[ASSIGNMENT]:
Where a line of the records contains the word "soldier", show that line.
##### RECORDS FOR THIS TASK
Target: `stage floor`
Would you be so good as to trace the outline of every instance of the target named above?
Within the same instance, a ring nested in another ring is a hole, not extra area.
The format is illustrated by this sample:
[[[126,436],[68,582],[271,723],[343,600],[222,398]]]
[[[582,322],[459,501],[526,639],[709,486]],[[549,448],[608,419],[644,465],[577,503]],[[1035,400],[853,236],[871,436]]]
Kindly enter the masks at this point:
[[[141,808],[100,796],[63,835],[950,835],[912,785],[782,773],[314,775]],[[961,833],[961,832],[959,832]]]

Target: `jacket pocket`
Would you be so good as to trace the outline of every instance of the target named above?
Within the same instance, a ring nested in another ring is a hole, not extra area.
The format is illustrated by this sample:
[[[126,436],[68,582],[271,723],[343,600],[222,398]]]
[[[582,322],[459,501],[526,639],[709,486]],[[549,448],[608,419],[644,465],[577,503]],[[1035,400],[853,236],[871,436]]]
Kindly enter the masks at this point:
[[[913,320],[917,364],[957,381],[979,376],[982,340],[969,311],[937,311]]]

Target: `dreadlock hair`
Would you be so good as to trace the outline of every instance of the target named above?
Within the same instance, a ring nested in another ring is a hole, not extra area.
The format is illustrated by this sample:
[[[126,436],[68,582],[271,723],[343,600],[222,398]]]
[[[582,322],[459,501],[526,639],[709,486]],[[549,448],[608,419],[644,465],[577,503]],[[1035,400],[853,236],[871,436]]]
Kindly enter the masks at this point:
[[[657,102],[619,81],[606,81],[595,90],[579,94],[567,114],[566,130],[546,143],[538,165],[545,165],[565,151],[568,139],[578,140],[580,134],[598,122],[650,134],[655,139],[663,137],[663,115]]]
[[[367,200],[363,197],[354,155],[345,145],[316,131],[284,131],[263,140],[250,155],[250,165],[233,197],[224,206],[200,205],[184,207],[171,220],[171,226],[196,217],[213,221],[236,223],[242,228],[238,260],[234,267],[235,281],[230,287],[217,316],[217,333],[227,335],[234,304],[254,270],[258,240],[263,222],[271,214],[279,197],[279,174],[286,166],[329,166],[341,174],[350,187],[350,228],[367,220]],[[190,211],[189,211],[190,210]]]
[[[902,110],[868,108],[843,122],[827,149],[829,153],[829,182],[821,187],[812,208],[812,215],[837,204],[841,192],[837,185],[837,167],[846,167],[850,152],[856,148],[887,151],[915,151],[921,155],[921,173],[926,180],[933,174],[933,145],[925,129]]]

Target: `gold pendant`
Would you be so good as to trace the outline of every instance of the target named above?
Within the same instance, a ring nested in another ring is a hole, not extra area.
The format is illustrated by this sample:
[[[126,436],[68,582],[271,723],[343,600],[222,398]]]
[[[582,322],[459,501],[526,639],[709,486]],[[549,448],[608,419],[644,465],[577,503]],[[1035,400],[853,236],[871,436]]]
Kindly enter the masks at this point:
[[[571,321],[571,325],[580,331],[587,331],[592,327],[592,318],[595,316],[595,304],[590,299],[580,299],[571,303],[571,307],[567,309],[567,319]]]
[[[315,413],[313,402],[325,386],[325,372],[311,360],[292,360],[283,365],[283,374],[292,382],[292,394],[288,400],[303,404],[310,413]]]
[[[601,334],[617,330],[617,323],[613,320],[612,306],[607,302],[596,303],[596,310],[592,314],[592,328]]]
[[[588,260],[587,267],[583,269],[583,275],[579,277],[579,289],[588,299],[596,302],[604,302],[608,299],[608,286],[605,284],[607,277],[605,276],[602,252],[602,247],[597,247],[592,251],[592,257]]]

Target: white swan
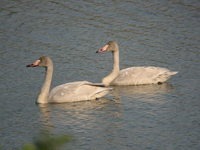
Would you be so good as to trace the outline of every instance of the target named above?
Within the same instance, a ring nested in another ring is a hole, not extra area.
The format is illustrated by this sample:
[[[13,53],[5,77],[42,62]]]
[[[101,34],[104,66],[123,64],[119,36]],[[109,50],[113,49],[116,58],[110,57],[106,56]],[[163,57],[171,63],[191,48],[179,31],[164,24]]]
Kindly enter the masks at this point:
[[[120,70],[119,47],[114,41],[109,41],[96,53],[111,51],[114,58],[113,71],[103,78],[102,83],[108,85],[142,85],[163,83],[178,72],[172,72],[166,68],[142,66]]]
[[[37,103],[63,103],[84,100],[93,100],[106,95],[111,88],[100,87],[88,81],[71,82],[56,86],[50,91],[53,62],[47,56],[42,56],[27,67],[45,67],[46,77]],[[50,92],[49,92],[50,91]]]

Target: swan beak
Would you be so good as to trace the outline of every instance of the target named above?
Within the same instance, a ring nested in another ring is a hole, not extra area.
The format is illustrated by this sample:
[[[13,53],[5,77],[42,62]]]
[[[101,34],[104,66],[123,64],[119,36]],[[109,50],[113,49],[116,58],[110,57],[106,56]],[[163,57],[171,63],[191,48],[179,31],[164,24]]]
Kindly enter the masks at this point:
##########
##### RECORDS FOR THIS TASK
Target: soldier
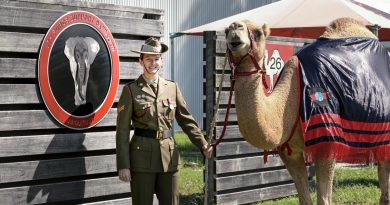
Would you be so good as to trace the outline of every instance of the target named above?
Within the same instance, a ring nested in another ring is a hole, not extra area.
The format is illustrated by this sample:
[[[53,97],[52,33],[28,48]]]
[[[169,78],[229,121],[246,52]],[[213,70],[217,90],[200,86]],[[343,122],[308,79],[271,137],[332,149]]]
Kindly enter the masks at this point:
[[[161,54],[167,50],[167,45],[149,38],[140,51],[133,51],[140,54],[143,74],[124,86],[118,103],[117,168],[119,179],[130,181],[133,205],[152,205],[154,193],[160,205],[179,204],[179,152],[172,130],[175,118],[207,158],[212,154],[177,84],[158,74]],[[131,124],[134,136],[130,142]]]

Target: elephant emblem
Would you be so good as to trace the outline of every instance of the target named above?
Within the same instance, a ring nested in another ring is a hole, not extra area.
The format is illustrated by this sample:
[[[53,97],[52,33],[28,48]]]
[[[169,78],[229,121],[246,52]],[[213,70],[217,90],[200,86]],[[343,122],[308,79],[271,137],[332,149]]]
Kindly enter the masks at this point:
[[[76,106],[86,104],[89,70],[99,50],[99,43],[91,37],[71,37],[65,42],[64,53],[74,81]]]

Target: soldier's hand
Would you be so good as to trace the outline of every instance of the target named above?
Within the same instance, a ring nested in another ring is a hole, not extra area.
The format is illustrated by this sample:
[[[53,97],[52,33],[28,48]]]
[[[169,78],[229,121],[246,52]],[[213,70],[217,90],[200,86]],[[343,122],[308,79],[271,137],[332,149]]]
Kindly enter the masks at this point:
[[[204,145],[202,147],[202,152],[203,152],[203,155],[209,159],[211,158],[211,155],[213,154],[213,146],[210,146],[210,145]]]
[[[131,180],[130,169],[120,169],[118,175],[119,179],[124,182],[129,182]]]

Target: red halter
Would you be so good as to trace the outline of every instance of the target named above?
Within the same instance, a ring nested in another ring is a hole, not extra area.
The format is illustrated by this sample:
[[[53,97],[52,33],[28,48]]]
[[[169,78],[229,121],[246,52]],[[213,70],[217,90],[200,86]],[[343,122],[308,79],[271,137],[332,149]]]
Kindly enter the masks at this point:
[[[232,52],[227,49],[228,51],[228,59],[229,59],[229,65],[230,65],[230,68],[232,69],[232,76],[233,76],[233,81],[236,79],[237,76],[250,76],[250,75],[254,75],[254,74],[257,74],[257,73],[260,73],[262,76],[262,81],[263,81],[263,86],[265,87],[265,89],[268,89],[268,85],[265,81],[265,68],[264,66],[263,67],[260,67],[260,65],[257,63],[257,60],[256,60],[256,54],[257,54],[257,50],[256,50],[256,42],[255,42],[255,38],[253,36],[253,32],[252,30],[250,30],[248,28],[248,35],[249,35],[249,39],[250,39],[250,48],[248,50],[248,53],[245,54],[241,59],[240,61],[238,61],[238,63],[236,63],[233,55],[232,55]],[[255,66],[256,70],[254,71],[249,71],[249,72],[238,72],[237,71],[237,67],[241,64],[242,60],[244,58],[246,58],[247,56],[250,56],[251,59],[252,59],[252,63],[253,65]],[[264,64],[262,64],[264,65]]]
##########
##### RECORDS FOR THIS TASK
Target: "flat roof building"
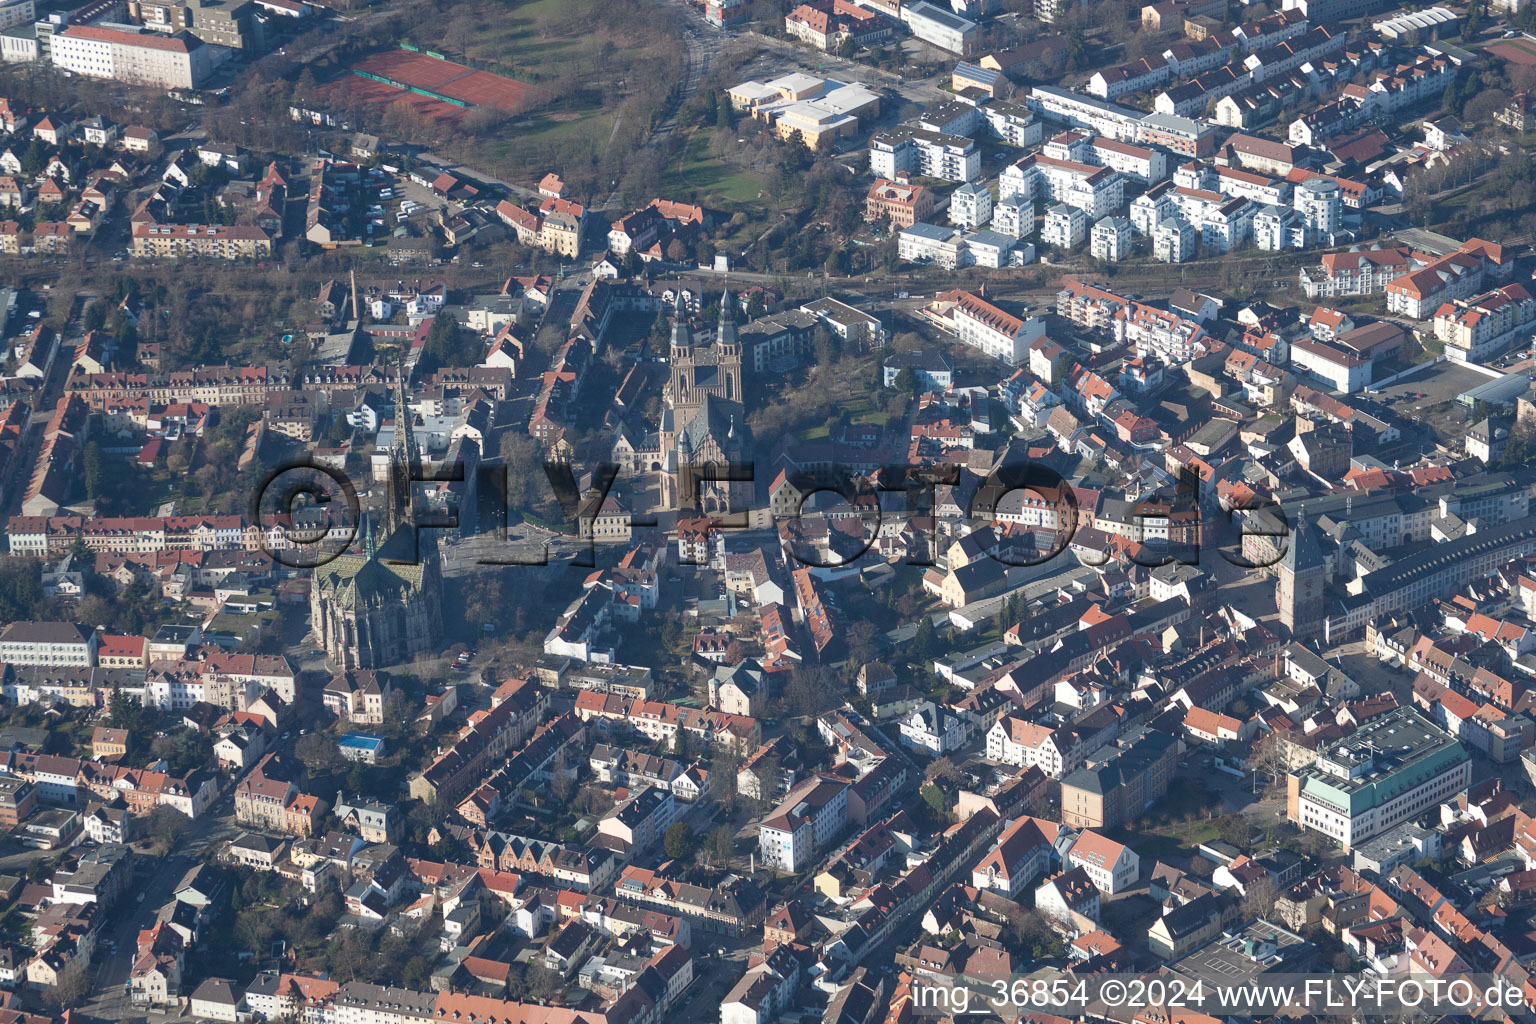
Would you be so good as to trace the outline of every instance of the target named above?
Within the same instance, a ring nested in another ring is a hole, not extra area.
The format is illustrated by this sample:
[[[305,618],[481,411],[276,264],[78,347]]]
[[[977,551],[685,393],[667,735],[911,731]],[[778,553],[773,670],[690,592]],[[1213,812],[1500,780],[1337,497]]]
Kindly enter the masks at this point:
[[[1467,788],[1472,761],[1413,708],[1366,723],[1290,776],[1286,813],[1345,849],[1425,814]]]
##########
[TASK RESPONSE]:
Target: soldier
Target: soldier's hand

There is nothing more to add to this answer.